◆ SELECTED TEXT ◆
━━━

Detainees at three more centres join Yongah Hill hunger protests

8:21 am on 22 January 2019

People being held in three more Australian detention centres, many of them New Zealanders, have joined the hunger protest started by detainees at the Yongah Hill facility in Perth.

Some New Zealanders in Yongah Hill Detention Centre mess hall where they have been kept since riots.

There are about 350 detainees at the Yongah Hill facility, about 50 of whom are New Zealanders. Photo: Supplied.

The detainees at Yongah Hill are now entering their ninth day with next to no food.

Detainees from Villawood Immigration Detention Centre in Sydney, Brisbane Immigration Transit Accommodation and Melbourne Immigration Transit Accommodation joined the protest yesterday morning.

Robin Leota, who's originally from Mangere in South Auckland, said hearing that the protest had spread outside the confines of Yongah Hill Detention Centre gave him hope.

"I'm a bit depleted, tired. Especially with this heat; it's getting to be 45°C out here."

Mr Leota served a two-year prison sentence for drug-related offending and was subsequently sent to Yongah.

His wife and children are in Brisbane and he said they could not just pack up and go back to New Zealand.

He has not been able to see them since April last year, when he was sent the 4300km to Western Australia.

"This is double jeopardy. We've already done our time in jail and now we're being put into a detention centre without a release date.

"Some people haven't even done a crime and they're in there."

He had been drinking some milk and having one protein shake a day but no solid food.

Australia's immigration authorities continue to deny there is any hunger strike taking place.

"It's just starting to take a toll being away from our families and stuff. Like, they're moving us into the middle of the desert up here in Perth. I'm from Brisbane but we've got people from Sydney in here, from Melbourne," Mr Leota said.

"They're systematically separating us from our families so we can't get any visits."

The detainees' list of grievances included what they call the unaccountable use of force by security officials; the arbitrary nature of their punishment; and the apparently indefinite powers of the government to keep them locked up.

There are about 350 detainees at the Yongah Hill facility, about 50 of whom are New Zealanders.

About 400 people are being held at the Sydney detention centre and 100 at each of the Melbourne and Brisbane facilities.

Ian Rintoul from the Refugee Action Coalition said that a large number of the detainees at all the facilities were New Zealanders.

He said the effects of the hunger strike were starting to become apparent in some detainees, but the Australian government continued to do nothing.

"We're seeing more assaults by the guards in the detention centres but there's been no action on that. There's been no response at all on the general question of people being reunited with their families or being shifted to detention centres that are closer. And even less about the very draconian powers that the minister has to keep people in detention."

Australian Border Force denies mass hunger strike

Australian Border Force (ABF) said in a statement that there was no mass hunger strike, claiming detainees have been observed eating and drinking despite not attending regular meals.

"Anyone who is genuinely conducting a hunger strike would be supported in line with normal processes, including through medical supervision and mental health care.

"The ABF continues to work with key organisers of protest activity to discuss their concerns, but as publicly stated previously, we strongly refute claims that conditions in immigration detention facilities are inhumane or brutal."

It said detainees were welcome to return to their home countries pending their appeals.

━━━

◆ ENTRIES SHOWN ◆
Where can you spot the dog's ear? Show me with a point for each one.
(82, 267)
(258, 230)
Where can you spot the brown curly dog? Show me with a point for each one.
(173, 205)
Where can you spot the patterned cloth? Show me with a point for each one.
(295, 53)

━━━

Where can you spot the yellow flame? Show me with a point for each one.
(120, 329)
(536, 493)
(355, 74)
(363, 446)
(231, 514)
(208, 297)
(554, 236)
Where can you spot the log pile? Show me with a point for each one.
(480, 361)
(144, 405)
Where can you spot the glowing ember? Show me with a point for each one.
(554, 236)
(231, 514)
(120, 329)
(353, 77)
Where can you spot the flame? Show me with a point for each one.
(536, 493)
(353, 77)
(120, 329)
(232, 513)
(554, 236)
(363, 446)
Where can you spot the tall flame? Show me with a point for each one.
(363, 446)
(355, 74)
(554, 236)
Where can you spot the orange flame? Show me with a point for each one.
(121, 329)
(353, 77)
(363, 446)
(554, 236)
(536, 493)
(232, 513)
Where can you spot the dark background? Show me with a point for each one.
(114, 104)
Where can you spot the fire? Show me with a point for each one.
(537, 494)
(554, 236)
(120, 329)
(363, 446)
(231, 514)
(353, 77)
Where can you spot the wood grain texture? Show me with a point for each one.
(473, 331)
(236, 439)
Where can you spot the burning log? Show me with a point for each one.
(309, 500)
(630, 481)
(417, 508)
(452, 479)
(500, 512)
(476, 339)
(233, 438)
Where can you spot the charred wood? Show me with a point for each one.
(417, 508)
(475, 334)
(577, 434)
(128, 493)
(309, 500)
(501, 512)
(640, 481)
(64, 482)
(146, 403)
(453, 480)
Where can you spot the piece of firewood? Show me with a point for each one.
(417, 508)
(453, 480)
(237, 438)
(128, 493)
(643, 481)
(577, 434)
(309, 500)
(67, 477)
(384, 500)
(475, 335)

━━━

◆ TASKS TO CARRY OUT ◆
a - List every detention facility that the hunger protest article names.
b - Please answer these questions from the hunger protest article:
(i) What day of having next to no food are the Yongah Hill detainees now entering?
(ii) What prison sentence did Mr Leota serve, and for what offending?
(iii) About how many people are being held at the Sydney detention centre?
c - Rewrite everything in the hunger protest article from "Detainees at three" down to "kept since riots.", swapping "New Zealanders" for "Kiwis".
The items in the two blocks above are separate material and are not part of the hunger protest article.

◆ ANSWERS FOR THE TASKS ◆
a -
Yongah Hill Detention Centre
Villawood Immigration Detention Centre
Brisbane Immigration Transit Accommodation
Melbourne Immigration Transit Accommodation

b -
(i) Their ninth day.
(ii) A two-year prison sentence for drug-related offending.
(iii) About 400.

c -
Detainees at three more centres join Yongah Hill hunger protests

8:21 am on 22 January 2019

People being held in three more Australian detention centres, many of them Kiwis, have joined the hunger protest started by detainees at the Yongah Hill facility in Perth.

Some Kiwis in Yongah Hill Detention Centre mess hall where they have been kept since riots.